§ WRITTEN TASK 1:
In the PETSc mailing-list reply below, which native PETSc KSP implementation is the only one that handles solves with multiple columns at once?

----- SELECTED EXCERPT -----

Hello Sreeram,
KSPCG (PETSc implementation of CG) does not handle solves with multiple columns 
at once.
There is only a single native PETSc KSP implementation which handles solves 
with multiple columns at once: KSPPREONLY.
If you use --download-hpddm, you can use a CG (or GMRES, or more advanced 
methods) implementation which handles solves with multiple columns at once (via 
-ksp_type hpddm -ksp_hpddm_type cg or KSPSetType(ksp, KSPHPDDM); 
KSPHPDDMSetType(ksp, KSP_HPDDM_TYPE_CG);).
I’m the main author of HPDDM, there is preliminary support for device matrices, 
but if it’s not working as intended/not faster than column by column, I’d be 
happy to have a deeper look (maybe in private), because most (if not all) of my 
users interested in (pseudo-)block Krylov solvers (i.e., solvers that treat 
right-hand sides in a single go) are using plain host matrices.

Thanks,
Pierre

PS: you could have a look at 
https://www.sciencedirect.com/science/article/abs/pii/S0898122121000055 to 
understand the philosophy behind block iterative methods in PETSc (and in 
HPDDM), src/mat/tests/ex237.c, the benchmark I mentioned earlier, was developed 
in the context of this paper to produce Figures 2-3. Note that this paper is 
now slightly outdated, since then, PCHYPRE and PCMG (among others) have been 
made “PCMatApply()-ready”.

> On 13 Dec 2023, at 11:05 PM, Sreeram R Venkat <srven...@utexas.edu> wrote:
> 
> Hello Pierre,
> 
> I am trying out the KSPMatSolve with the BoomerAMG preconditioner. However, I 
> am noticing that it is still solving column by column (this is stated 
> explicitly in the info dump attached). I looked at the code for 
> KSPMatSolve_Private() and saw that as long as ksp->ops->matsolve is true, it 
> should do the batched solve, though I'm not sure where that gets set. 
> 
> I am using the options -pc_type hypre -pc_hypre_type boomeramg when running 
> the code.

-----

§ WRITTEN TASK 2:
Collect every line of the listing below that contains the string "cola".

----- DATASET ENTRIES -----

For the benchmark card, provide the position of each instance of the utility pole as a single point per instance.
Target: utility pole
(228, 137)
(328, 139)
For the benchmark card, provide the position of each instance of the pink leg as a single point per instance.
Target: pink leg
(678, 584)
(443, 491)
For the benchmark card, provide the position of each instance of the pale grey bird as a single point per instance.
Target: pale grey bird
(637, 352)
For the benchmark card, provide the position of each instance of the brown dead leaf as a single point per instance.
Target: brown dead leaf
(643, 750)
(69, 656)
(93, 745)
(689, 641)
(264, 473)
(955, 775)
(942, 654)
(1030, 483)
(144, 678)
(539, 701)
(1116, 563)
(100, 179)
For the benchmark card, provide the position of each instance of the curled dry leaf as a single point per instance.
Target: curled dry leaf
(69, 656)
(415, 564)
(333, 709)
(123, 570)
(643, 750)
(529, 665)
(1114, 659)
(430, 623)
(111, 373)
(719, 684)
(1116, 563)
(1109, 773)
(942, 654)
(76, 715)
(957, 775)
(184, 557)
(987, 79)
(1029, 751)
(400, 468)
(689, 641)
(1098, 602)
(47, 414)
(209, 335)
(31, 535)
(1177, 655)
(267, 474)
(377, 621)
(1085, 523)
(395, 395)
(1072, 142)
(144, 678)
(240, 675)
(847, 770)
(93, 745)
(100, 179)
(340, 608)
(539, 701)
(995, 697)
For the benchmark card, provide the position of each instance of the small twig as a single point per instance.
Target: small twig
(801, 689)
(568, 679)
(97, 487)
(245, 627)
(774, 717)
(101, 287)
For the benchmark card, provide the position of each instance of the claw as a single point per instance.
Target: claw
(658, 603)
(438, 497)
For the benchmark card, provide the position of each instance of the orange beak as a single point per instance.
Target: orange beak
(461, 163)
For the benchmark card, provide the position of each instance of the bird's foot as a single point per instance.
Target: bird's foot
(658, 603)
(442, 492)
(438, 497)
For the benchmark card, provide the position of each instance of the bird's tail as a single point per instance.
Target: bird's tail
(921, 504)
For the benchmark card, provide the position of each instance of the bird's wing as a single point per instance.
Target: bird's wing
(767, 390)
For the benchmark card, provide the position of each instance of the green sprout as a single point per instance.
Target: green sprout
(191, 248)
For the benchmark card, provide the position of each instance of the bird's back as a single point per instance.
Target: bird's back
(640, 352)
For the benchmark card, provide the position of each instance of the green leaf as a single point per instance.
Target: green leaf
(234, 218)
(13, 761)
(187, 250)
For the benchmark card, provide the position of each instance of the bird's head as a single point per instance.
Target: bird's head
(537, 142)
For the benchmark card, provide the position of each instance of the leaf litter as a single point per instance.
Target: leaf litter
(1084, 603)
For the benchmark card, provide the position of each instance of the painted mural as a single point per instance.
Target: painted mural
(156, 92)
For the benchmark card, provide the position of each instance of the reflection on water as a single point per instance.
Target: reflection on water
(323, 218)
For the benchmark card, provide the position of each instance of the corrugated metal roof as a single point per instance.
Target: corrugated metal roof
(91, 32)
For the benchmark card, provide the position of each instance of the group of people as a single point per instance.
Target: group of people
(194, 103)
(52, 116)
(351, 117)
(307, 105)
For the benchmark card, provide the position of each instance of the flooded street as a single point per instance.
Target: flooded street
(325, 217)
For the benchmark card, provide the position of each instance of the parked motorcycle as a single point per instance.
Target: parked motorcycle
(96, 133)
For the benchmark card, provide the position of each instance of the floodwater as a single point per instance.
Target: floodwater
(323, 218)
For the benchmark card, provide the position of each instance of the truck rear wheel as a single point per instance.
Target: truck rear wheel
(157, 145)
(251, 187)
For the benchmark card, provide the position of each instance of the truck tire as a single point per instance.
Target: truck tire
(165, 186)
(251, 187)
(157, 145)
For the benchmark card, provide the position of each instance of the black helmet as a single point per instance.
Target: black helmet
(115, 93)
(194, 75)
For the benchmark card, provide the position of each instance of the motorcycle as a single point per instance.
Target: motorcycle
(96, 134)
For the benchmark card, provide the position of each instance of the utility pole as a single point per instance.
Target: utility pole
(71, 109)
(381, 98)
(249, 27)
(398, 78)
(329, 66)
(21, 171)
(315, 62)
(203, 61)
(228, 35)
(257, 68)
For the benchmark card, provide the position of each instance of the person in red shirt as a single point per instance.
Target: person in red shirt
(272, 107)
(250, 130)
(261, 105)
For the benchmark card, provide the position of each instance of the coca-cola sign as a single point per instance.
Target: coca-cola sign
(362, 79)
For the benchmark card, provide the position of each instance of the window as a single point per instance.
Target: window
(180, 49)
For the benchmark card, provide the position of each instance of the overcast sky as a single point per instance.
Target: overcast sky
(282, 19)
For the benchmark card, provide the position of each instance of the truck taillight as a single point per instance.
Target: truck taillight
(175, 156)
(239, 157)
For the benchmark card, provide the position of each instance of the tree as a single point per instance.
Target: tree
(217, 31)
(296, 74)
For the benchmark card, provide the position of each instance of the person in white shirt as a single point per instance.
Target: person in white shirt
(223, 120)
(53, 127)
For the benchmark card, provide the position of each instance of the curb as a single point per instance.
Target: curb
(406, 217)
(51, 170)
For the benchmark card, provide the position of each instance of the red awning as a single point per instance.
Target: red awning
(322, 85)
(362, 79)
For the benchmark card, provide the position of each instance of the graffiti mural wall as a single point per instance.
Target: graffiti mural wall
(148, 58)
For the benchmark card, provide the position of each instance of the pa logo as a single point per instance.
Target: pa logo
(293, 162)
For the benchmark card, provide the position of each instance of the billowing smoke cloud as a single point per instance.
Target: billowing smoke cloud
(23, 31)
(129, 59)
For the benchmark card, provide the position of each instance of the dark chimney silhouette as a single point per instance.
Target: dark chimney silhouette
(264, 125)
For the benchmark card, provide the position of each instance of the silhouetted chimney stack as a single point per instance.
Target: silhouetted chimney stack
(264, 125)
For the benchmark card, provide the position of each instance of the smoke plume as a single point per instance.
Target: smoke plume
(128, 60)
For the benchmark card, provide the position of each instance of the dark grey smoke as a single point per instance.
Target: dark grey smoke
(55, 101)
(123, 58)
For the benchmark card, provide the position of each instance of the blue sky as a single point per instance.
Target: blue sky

-----

§ WORKED ANSWER 1:
KSPPREONLY

§ WORKED ANSWER 2:
For the benchmark card, provide the position of each instance of the coca-cola sign as a single point per instance.
Target: coca-cola sign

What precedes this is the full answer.